- What is expected:
The answer must be the full listing, restated word for word.

- Data for review:
########
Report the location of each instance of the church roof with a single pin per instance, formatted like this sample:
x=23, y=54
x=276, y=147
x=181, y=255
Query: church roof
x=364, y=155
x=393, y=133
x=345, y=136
########
- Result of the task:
Report the location of each instance of the church roof with a single pin per instance, formatted like this sample:
x=23, y=54
x=276, y=147
x=181, y=255
Query: church roof
x=364, y=155
x=393, y=133
x=345, y=136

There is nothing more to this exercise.